┌──
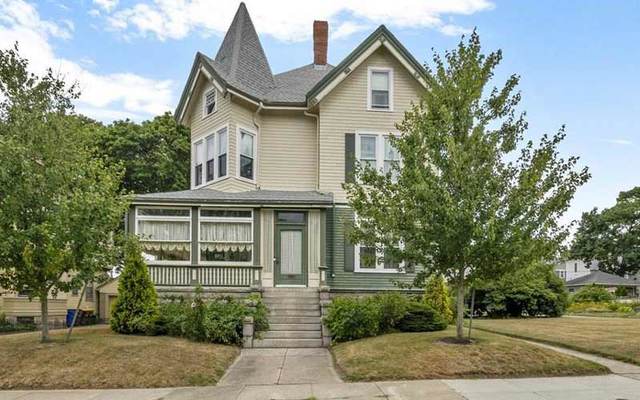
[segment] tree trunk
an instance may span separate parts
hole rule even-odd
[[[456,295],[456,337],[464,338],[464,278],[458,277],[456,282],[458,294]]]
[[[40,341],[42,343],[49,341],[49,303],[47,296],[40,296],[40,318],[42,323],[42,335]]]
[[[82,299],[84,298],[84,293],[87,291],[87,284],[85,283],[82,287],[82,292],[80,292],[80,297],[78,298],[78,305],[76,306],[76,312],[73,314],[73,319],[71,320],[71,325],[69,325],[69,330],[67,330],[67,335],[64,338],[65,342],[68,342],[71,339],[71,332],[73,332],[73,327],[76,325],[76,320],[78,319],[78,313],[80,311],[80,304],[82,304]]]
[[[476,288],[471,288],[471,308],[469,309],[469,340],[471,340],[471,325],[473,324],[473,309],[476,302]]]

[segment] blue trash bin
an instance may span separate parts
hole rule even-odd
[[[76,309],[75,308],[69,308],[67,310],[67,328],[71,326],[71,323],[73,322],[73,316],[76,315]]]

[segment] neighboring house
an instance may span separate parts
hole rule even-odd
[[[598,270],[598,262],[592,261],[591,265],[587,265],[582,260],[564,260],[555,263],[555,272],[565,282],[581,276],[589,275],[591,271]]]
[[[639,294],[638,287],[640,286],[640,282],[596,270],[587,275],[570,280],[565,283],[565,285],[571,293],[577,292],[583,287],[589,285],[602,286],[611,293],[615,292],[619,287],[625,287],[628,288],[627,295],[629,297],[637,297]]]
[[[413,280],[345,239],[354,214],[342,184],[354,159],[381,170],[398,160],[388,137],[419,100],[424,69],[384,26],[337,66],[326,22],[313,38],[313,63],[273,74],[241,4],[216,56],[196,54],[175,111],[191,128],[191,187],[138,195],[127,218],[160,294]]]

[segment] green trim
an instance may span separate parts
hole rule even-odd
[[[200,246],[198,242],[198,226],[200,211],[198,207],[191,207],[191,264],[198,265],[200,258]]]
[[[327,212],[320,210],[320,266],[327,266]]]
[[[261,264],[261,254],[260,254],[260,209],[253,209],[253,265],[260,266]]]
[[[316,95],[322,91],[331,81],[338,77],[339,74],[344,73],[345,69],[353,62],[356,58],[358,58],[362,53],[364,53],[376,40],[384,37],[386,40],[391,42],[393,46],[402,54],[402,56],[409,61],[409,63],[416,69],[416,71],[426,75],[426,70],[418,62],[418,60],[413,57],[413,55],[407,50],[406,47],[387,29],[386,26],[380,25],[378,29],[373,31],[369,37],[367,37],[358,47],[355,48],[340,64],[338,64],[335,68],[333,68],[328,74],[324,76],[318,83],[315,84],[311,90],[307,93],[307,103],[316,97]]]
[[[274,262],[273,266],[273,281],[275,285],[305,285],[308,284],[309,275],[309,263],[308,263],[308,231],[309,231],[309,218],[308,214],[304,211],[299,211],[304,214],[304,222],[302,223],[282,223],[278,222],[278,212],[273,214],[274,220],[274,259],[278,260]],[[286,211],[285,211],[286,212]],[[298,212],[298,211],[296,211]],[[299,231],[302,233],[302,274],[297,279],[288,279],[286,276],[280,274],[280,233],[282,231]]]

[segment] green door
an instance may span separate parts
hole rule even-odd
[[[303,212],[276,213],[275,283],[307,285],[306,215]]]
└──
→ **Task prompt**: Each entry should come back exactly as written, with its pictures omitted.

→ **Exercise response**:
[segment] tree trunk
an instance may span separate parts
hole rule even-odd
[[[456,295],[456,337],[464,338],[464,278],[458,277],[456,282],[458,294]]]
[[[40,341],[42,343],[49,341],[49,303],[47,296],[40,296],[40,318],[42,323],[42,335]]]
[[[82,299],[84,298],[84,293],[87,291],[87,284],[85,283],[82,287],[82,292],[80,292],[80,297],[78,298],[78,305],[76,306],[76,312],[73,314],[73,319],[71,320],[71,325],[69,325],[69,330],[67,330],[67,335],[64,338],[65,342],[68,342],[71,339],[71,332],[73,332],[73,327],[76,325],[76,320],[78,319],[78,313],[80,311],[80,304],[82,304]]]
[[[476,288],[471,288],[471,308],[469,309],[469,340],[471,340],[471,325],[473,324],[473,309],[476,302]]]

[segment] blue trash bin
an instance may span separate parts
hole rule even-odd
[[[76,309],[75,308],[69,308],[67,310],[67,328],[71,326],[71,323],[73,322],[73,316],[76,315]]]

[segment] neighboring house
an instance may span separate parts
hole rule even-odd
[[[598,270],[598,262],[592,261],[591,265],[587,265],[582,260],[564,260],[555,263],[555,272],[565,282],[581,276],[589,275],[591,271]]]
[[[639,294],[638,287],[640,286],[640,282],[596,270],[587,275],[570,280],[565,283],[565,285],[571,293],[577,292],[583,287],[589,285],[602,286],[611,293],[615,292],[619,287],[625,287],[628,288],[627,295],[629,297],[637,297]]]
[[[413,280],[345,239],[354,214],[342,184],[354,159],[381,170],[398,160],[388,137],[419,100],[424,69],[384,26],[337,66],[326,22],[313,38],[313,63],[273,74],[241,4],[216,56],[196,54],[175,111],[191,128],[191,187],[138,195],[127,218],[160,294]]]

[segment] green trim
an instance may span separate parts
hole rule even-odd
[[[200,246],[198,242],[198,226],[200,211],[198,207],[191,207],[191,264],[198,265],[200,258]]]
[[[327,212],[320,210],[320,266],[327,266]]]
[[[261,264],[261,254],[260,254],[260,209],[253,209],[253,265],[260,266]]]
[[[316,95],[322,91],[331,81],[338,77],[339,74],[344,73],[345,69],[353,62],[356,58],[358,58],[362,53],[364,53],[376,40],[384,37],[386,40],[391,42],[393,46],[402,54],[402,56],[409,61],[409,63],[416,69],[416,71],[426,75],[426,70],[418,62],[418,60],[413,57],[413,55],[407,50],[406,47],[387,29],[386,26],[380,25],[378,29],[373,31],[369,37],[367,37],[358,47],[355,48],[340,64],[338,64],[335,68],[333,68],[328,74],[324,76],[318,83],[315,84],[311,90],[307,93],[307,103],[316,97]]]
[[[274,262],[273,266],[273,281],[275,285],[305,285],[308,284],[309,275],[309,263],[308,263],[308,231],[309,231],[309,218],[308,214],[304,211],[299,211],[304,214],[304,222],[302,223],[282,223],[278,222],[278,212],[273,214],[274,220],[274,259],[278,260]],[[286,211],[285,211],[286,212]],[[298,212],[298,211],[296,211]],[[299,231],[302,233],[302,274],[297,279],[288,279],[286,276],[280,274],[280,233],[282,231]]]

[segment] green door
an instance may span separate parts
hole rule even-odd
[[[303,212],[276,213],[275,283],[307,285],[306,215]]]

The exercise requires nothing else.